» **TASK PROMPT**
Please count the lines in the material below that contain the string "from", where case matters, and give only the number.

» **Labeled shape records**
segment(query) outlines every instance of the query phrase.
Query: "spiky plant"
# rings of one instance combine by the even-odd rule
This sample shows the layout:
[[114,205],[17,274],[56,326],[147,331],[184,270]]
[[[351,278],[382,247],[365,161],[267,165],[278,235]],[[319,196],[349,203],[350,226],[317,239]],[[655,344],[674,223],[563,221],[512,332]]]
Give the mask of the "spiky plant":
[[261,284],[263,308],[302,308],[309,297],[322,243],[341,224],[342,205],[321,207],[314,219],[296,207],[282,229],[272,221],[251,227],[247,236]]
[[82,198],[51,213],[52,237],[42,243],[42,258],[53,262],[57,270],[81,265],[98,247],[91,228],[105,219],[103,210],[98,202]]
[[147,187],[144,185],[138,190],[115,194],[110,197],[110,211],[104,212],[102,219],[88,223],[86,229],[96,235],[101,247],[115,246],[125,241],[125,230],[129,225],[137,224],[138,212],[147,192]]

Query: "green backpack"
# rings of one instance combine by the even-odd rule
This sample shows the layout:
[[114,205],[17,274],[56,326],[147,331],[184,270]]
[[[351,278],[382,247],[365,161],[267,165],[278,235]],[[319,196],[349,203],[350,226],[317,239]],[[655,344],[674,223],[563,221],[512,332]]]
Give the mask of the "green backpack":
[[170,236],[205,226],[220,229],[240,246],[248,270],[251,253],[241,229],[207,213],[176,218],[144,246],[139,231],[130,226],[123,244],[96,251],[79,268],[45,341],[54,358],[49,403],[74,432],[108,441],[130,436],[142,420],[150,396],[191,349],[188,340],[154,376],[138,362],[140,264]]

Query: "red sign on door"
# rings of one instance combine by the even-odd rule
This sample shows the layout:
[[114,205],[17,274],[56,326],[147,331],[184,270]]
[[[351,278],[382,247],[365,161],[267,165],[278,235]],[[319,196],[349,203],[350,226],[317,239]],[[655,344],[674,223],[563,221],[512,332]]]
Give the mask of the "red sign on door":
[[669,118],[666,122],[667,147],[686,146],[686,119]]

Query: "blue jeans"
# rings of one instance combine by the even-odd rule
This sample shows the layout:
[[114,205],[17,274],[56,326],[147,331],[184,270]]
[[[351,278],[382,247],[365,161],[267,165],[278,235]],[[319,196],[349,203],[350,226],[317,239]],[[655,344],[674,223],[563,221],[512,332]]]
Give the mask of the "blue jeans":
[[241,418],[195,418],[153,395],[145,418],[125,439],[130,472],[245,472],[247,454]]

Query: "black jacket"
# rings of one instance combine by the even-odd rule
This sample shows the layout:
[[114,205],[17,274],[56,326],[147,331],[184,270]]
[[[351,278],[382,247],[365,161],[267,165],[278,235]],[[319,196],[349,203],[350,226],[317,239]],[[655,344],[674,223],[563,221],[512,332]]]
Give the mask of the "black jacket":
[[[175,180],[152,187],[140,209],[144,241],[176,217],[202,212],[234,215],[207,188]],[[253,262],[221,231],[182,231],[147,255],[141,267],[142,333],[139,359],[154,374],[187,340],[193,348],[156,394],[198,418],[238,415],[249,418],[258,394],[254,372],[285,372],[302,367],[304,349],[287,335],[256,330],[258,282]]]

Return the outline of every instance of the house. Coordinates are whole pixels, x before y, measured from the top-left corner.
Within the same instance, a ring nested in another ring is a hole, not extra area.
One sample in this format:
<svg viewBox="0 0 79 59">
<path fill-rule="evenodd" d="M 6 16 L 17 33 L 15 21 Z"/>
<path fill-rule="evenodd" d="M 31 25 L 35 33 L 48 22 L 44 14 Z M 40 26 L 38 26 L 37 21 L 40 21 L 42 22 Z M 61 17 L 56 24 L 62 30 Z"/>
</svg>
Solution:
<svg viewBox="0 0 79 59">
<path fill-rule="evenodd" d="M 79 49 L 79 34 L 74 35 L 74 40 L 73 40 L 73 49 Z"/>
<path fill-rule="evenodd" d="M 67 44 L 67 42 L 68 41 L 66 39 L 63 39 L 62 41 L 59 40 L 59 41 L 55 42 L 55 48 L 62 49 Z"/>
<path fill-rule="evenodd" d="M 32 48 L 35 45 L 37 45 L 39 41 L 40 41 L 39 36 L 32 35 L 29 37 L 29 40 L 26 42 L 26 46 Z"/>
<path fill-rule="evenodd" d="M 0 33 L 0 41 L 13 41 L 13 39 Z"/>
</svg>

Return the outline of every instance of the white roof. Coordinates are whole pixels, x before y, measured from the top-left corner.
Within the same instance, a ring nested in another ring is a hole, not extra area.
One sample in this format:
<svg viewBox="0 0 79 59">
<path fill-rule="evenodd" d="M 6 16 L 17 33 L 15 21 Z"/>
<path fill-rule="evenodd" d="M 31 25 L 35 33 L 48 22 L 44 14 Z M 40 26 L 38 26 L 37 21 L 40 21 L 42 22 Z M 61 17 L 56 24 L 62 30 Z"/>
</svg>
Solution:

» **TASK OUTPUT**
2